• _GOAL_
Please echo the lines below word for word, each one unchanged and in the same order.
---------- RECORDED DATA ----------
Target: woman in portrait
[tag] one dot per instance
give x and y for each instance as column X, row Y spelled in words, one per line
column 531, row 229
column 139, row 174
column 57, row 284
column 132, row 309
----------
• _THE REPLY_
Target: woman in portrait
[tag] one dot per instance
give x and y for each instance as column X, row Y spelled in words, one per line
column 531, row 229
column 139, row 174
column 57, row 284
column 132, row 309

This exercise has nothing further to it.